---------- DATA SECTION ----------

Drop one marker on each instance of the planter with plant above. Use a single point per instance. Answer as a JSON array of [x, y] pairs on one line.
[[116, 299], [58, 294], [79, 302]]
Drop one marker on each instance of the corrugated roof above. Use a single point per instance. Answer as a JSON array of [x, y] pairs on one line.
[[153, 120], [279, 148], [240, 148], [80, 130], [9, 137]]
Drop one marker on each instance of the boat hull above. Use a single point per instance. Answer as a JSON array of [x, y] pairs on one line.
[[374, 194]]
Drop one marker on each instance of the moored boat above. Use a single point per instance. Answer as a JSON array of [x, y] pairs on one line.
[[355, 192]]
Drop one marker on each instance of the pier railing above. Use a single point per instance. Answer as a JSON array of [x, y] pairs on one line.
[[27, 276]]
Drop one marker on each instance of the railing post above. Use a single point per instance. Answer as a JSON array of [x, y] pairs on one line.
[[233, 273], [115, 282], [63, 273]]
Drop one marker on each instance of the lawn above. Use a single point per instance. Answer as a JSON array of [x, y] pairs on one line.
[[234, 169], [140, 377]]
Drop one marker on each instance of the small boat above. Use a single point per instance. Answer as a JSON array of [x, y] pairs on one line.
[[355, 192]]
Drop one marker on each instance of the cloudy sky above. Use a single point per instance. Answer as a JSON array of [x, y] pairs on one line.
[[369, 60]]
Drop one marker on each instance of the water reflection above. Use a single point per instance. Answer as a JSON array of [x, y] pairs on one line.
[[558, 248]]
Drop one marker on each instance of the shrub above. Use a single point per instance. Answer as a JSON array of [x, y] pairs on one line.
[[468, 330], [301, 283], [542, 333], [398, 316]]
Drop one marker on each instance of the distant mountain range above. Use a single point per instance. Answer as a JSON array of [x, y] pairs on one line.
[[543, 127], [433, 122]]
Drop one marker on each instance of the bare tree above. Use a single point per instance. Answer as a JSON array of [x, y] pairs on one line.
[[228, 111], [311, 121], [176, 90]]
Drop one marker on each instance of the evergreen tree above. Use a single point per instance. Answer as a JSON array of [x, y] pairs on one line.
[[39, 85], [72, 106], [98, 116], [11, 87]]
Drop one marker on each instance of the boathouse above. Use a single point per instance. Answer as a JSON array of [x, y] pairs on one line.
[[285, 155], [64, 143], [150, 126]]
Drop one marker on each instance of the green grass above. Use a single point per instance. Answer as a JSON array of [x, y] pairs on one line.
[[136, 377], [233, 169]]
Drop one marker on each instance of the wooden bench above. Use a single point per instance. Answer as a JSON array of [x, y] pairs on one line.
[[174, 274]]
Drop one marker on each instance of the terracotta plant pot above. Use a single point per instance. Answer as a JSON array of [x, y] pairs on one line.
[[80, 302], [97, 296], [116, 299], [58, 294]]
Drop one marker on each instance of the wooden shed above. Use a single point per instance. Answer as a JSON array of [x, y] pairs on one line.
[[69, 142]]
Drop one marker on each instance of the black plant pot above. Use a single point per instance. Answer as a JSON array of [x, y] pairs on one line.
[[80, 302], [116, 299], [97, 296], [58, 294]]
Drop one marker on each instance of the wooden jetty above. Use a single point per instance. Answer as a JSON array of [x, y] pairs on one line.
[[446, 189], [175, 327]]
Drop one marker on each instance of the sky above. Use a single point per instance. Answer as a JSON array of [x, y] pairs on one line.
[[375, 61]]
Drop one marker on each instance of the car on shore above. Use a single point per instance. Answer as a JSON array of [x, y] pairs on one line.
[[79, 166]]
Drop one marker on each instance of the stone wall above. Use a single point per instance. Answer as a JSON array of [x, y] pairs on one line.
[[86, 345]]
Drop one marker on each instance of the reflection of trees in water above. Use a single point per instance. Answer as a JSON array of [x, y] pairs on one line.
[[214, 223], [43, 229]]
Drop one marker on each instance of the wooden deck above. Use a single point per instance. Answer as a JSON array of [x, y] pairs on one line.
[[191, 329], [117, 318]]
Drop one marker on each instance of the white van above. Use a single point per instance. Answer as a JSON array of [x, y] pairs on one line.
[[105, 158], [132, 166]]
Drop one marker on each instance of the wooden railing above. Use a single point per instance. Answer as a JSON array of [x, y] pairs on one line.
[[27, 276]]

----------
---------- DATA SECTION ----------

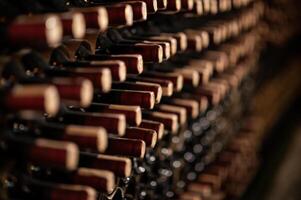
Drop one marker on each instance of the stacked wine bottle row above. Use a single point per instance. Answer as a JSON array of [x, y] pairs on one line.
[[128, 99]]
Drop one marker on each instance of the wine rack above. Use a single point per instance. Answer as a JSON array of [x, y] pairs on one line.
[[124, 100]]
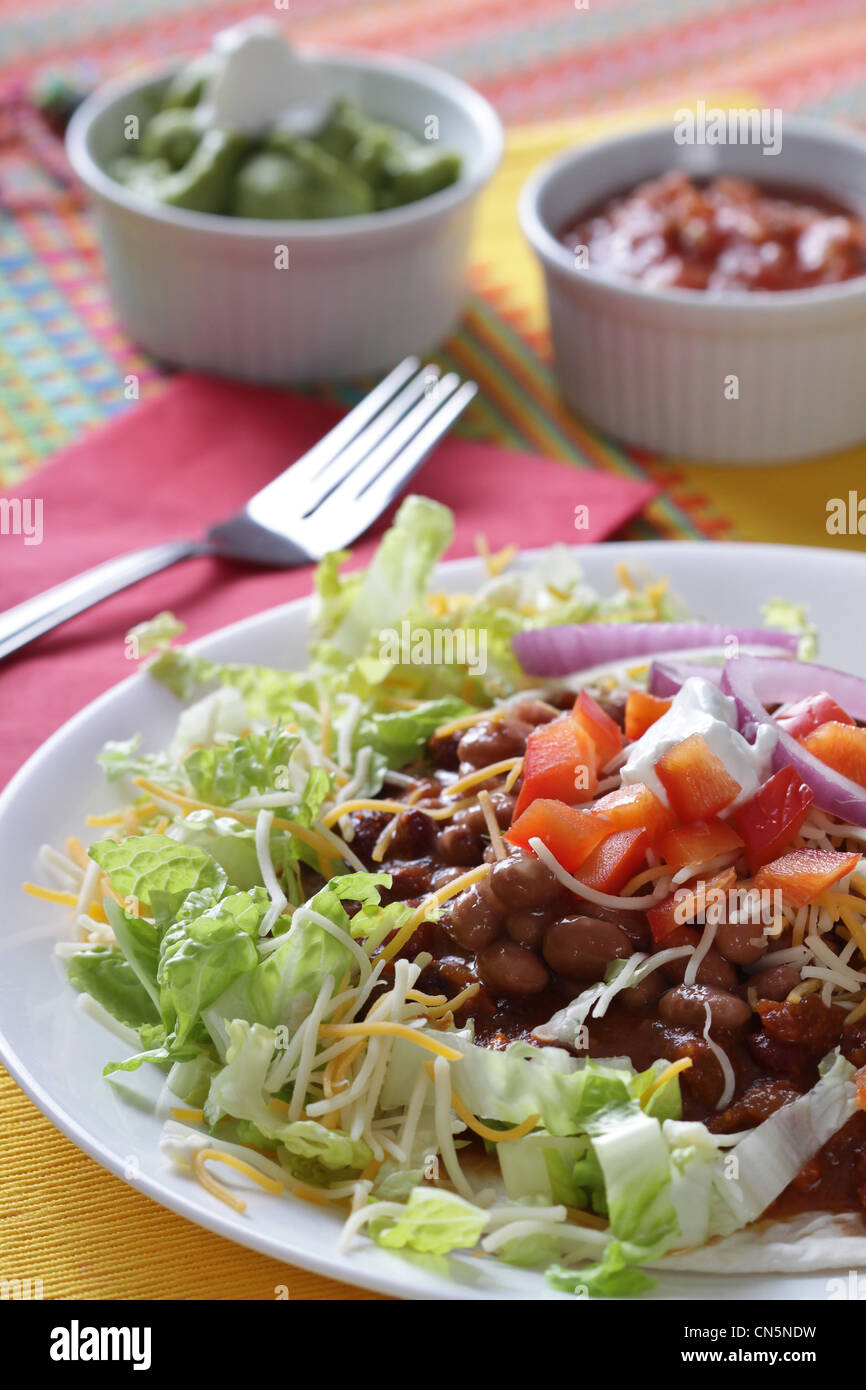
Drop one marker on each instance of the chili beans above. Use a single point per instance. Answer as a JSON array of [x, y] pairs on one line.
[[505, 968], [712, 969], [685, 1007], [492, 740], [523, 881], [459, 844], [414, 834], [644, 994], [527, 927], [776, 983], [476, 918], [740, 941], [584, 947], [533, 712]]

----------

WHAT IS REQUIRED:
Rescale the part of the lines above that opens with the line containing "Drop one marker on each instance of the car" and closes with the line containing "[[105, 158], [132, 166]]", both ends included. Give each of those lines again in full, with every x and y coordinate multiplied by 0.9 and rounded to a whole number, halves rounded up.

SOLUTION TO THIS PROBLEM:
Drop one marker on each instance of the car on shore above. Use a single point per instance. Answer as a JSON array of [x, y] pairs on one line.
[[71, 149]]
Drop one marker on each instance of the stone wall above. Use a single point per instance. Answer as a JSON array of [x, y] pairs on one line.
[[77, 311]]
Drop one marker on each instance of the reflection of trees in water above. Use a single point per instance. Answer as a JSON array of [x, y] pairs on one line.
[[193, 201], [39, 206]]
Drop one marker on each instance of the wooden deck above. Use a single point per instance. Answer as a JSON array of [x, y] pairs on one line.
[[172, 296], [105, 286]]
Drop one marker on each instance of the white van above. Use a single point per instance. Answer as a JSON array of [x, y] pairs on one line.
[[95, 142], [119, 149]]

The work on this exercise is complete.